- EXERCISE INPUT:

* Start *

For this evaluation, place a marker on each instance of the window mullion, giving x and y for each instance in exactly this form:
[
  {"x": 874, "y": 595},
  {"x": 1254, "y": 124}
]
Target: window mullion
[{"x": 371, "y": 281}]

* End *

- STATED PROBLEM: Reproduce the material above word for word, changing nothing.

- TASK RESPONSE:
For this evaluation, place a marker on each instance of the window mullion, giving x and y for each instance in exactly this form:
[
  {"x": 874, "y": 595},
  {"x": 1254, "y": 124}
]
Target: window mullion
[{"x": 371, "y": 281}]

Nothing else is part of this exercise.